■ **What needs to be done**:
Turn every line of the records below into a Markdown table with the columns No. and Line, numbering the rows and leaving out blank lines. Omit the pictures from the table.
---
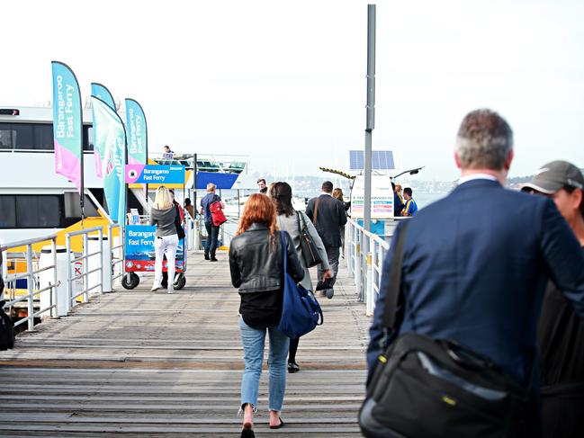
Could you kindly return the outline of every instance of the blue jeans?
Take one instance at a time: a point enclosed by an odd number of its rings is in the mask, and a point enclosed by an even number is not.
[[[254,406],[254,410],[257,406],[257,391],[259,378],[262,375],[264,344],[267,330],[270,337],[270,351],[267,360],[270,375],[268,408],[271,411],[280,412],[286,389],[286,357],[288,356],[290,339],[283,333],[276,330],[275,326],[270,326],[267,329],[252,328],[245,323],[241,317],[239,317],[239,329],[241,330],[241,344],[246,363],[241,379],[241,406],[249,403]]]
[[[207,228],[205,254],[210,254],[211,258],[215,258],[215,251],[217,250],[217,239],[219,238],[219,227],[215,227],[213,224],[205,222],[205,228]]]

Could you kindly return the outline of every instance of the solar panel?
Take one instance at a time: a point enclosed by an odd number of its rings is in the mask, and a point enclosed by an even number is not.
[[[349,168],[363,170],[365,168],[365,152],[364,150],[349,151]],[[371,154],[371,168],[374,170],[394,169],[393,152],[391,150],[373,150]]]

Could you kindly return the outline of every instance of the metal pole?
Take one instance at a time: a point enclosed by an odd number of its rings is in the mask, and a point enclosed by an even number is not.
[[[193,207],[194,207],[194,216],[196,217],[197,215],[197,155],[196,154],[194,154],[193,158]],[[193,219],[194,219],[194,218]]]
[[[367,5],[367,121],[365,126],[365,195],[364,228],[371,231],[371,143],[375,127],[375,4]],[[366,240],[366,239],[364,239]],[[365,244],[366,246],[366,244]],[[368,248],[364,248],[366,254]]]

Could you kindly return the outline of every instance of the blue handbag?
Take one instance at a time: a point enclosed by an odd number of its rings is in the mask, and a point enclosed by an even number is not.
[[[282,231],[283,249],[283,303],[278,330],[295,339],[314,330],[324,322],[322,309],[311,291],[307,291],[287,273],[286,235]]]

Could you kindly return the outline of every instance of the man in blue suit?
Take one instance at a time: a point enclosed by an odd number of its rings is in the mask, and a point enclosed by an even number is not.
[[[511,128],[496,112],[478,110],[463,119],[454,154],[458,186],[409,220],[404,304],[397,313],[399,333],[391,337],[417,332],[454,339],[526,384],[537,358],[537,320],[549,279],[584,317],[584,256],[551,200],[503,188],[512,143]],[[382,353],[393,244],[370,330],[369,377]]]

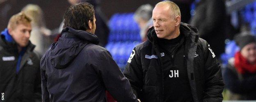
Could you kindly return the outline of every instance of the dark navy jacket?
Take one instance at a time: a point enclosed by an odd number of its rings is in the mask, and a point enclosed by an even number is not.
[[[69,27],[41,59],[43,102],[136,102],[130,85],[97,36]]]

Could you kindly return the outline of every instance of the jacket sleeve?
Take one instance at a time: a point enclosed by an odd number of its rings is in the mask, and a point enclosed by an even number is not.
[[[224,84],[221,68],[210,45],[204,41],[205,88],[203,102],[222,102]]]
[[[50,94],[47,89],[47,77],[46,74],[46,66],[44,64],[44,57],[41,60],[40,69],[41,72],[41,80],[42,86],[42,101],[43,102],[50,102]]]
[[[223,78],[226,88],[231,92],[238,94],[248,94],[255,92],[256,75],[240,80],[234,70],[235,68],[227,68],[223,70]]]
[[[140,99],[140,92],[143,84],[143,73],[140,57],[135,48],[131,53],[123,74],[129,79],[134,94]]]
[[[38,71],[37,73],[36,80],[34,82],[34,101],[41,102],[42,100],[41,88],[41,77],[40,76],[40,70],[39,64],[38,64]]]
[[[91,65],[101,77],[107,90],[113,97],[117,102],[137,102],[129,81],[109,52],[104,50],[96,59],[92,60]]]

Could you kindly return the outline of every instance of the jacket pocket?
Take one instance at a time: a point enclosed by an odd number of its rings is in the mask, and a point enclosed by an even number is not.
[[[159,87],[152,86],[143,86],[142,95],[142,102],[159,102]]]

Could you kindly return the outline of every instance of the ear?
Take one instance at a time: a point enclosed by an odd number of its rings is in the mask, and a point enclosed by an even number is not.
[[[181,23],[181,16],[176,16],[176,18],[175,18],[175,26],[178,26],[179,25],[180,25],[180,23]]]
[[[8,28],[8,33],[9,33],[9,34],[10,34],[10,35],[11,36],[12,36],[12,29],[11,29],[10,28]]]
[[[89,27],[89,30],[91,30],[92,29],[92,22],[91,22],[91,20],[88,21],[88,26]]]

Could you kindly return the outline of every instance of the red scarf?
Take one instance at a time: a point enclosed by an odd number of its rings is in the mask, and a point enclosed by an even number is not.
---
■ **Answer for this exercise**:
| No. | Line |
|---|---|
| 1 | Could you kindly return the outline of every instance of the blue jeans? |
| 2 | Take one instance at a time: a point enclosed by an odd number of its rings is in the mask, and a point enclosed by an even number is not. |
| 3 | [[[254,406],[254,410],[257,406],[257,391],[259,378],[262,375],[264,344],[267,330],[270,337],[270,351],[267,360],[270,375],[268,408],[271,411],[280,412],[286,389],[286,357],[288,356],[290,339],[283,333],[276,330],[275,326],[270,326],[267,329],[252,328],[245,323],[241,317],[239,317],[239,329],[241,330],[241,344],[246,363],[241,379],[241,406],[249,403]]] |
| 4 | [[[207,228],[205,254],[210,254],[211,258],[215,258],[215,251],[217,250],[217,239],[219,238],[219,227],[215,227],[213,224],[205,222],[205,228]]] |
| 5 | Could you kindly return the outline of every instance of the solar panel? |
| 6 | Take one instance at a time: a point enclosed by an odd number of its rings is in the mask, and a point enclosed by an even number is not. |
| 7 | [[[349,168],[363,170],[365,168],[365,152],[364,150],[349,151]],[[371,154],[371,168],[374,170],[394,169],[393,152],[391,150],[373,150]]] |
| 8 | Could you kindly return the outline of every instance of the metal pole? |
| 9 | Take one instance at a time: a point enclosed by an odd number of its rings is in the mask, and a point enclosed by an even number is not. |
| 10 | [[[193,207],[194,207],[194,216],[196,217],[197,215],[197,155],[196,154],[194,154],[193,158]],[[193,219],[194,219],[194,218]]] |
| 11 | [[[367,5],[367,121],[365,126],[365,195],[364,228],[371,231],[371,143],[375,127],[375,4]],[[366,240],[366,239],[364,239]],[[365,244],[366,246],[366,244]],[[368,248],[364,248],[366,254]]] |
| 12 | Could you kindly return the outline of every instance of the blue handbag? |
| 13 | Take one instance at a time: a point enclosed by an odd number of its rings is in the mask, and a point enclosed by an even number is not. |
| 14 | [[[282,231],[283,249],[283,303],[278,330],[295,339],[314,330],[324,322],[322,309],[311,291],[307,291],[287,273],[286,235]]] |
| 15 | Could you kindly return the outline of every instance of the man in blue suit? |
| 16 | Take one instance at a time: a point enclosed by an odd number of its rings is in the mask, and a point enclosed by an even number is not. |
| 17 | [[[511,128],[496,112],[478,110],[463,119],[454,154],[458,186],[409,220],[404,304],[397,313],[399,333],[391,337],[417,332],[454,339],[526,384],[537,358],[537,320],[549,279],[584,317],[584,256],[551,200],[503,188],[512,143]],[[382,353],[393,244],[370,330],[369,377]]] |
| 18 | Could you kindly return the outline of every instance of the dark navy jacket? |
| 19 | Take one instance at a time: a point enclosed by an odd number of its rings is in the mask, and a point enclosed by an even number is not. |
| 20 | [[[69,27],[41,59],[43,102],[136,102],[130,85],[97,36]]] |
| 21 | Could you kindly return the outline of every instance of the jacket sleeve? |
| 22 | Take one instance at a time: a point enclosed by an odd number of its rings is in the mask, and a point enclosed by an even number is not. |
| 23 | [[[224,84],[221,68],[210,45],[204,41],[205,88],[203,102],[222,102]]] |
| 24 | [[[50,94],[47,89],[47,77],[46,74],[46,66],[44,64],[44,57],[41,60],[40,69],[41,72],[41,80],[42,86],[42,101],[43,102],[50,102]]] |
| 25 | [[[223,78],[226,88],[231,92],[238,94],[248,94],[255,92],[256,75],[240,80],[234,70],[235,68],[227,68],[223,70]]] |
| 26 | [[[140,99],[140,92],[143,84],[143,73],[140,57],[135,48],[131,53],[123,74],[129,79],[134,94]]] |
| 27 | [[[38,71],[37,73],[36,80],[34,82],[34,101],[41,102],[42,100],[41,88],[41,77],[40,76],[40,70],[39,64],[38,64]]] |
| 28 | [[[91,65],[101,77],[107,90],[113,97],[117,102],[137,102],[129,81],[109,52],[104,50],[96,59],[92,60]]] |
| 29 | Could you kindly return the outline of every instance of the jacket pocket? |
| 30 | Take one instance at a time: a point enclosed by an odd number of its rings is in the mask, and a point enclosed by an even number is not. |
| 31 | [[[159,87],[152,86],[143,86],[142,95],[142,102],[159,102]]] |
| 32 | Could you kindly return the outline of every instance of the ear? |
| 33 | Take one instance at a time: a point enclosed by an odd number of its rings is in the mask, and a point enclosed by an even number is not. |
| 34 | [[[181,23],[181,16],[176,16],[176,18],[175,18],[175,26],[178,26],[179,25],[180,25],[180,23]]] |
| 35 | [[[8,28],[8,33],[9,33],[9,34],[10,34],[10,35],[11,36],[12,36],[12,29],[11,29],[10,28]]] |
| 36 | [[[89,27],[89,30],[91,30],[92,29],[92,22],[91,22],[91,20],[88,21],[88,26]]] |
| 37 | Could you kindly return the outline of every instance of the red scarf? |
| 38 | Take one instance at a time: a point enclosed by an odd number of its rings is in the mask, and a point enclosed by an even number is not. |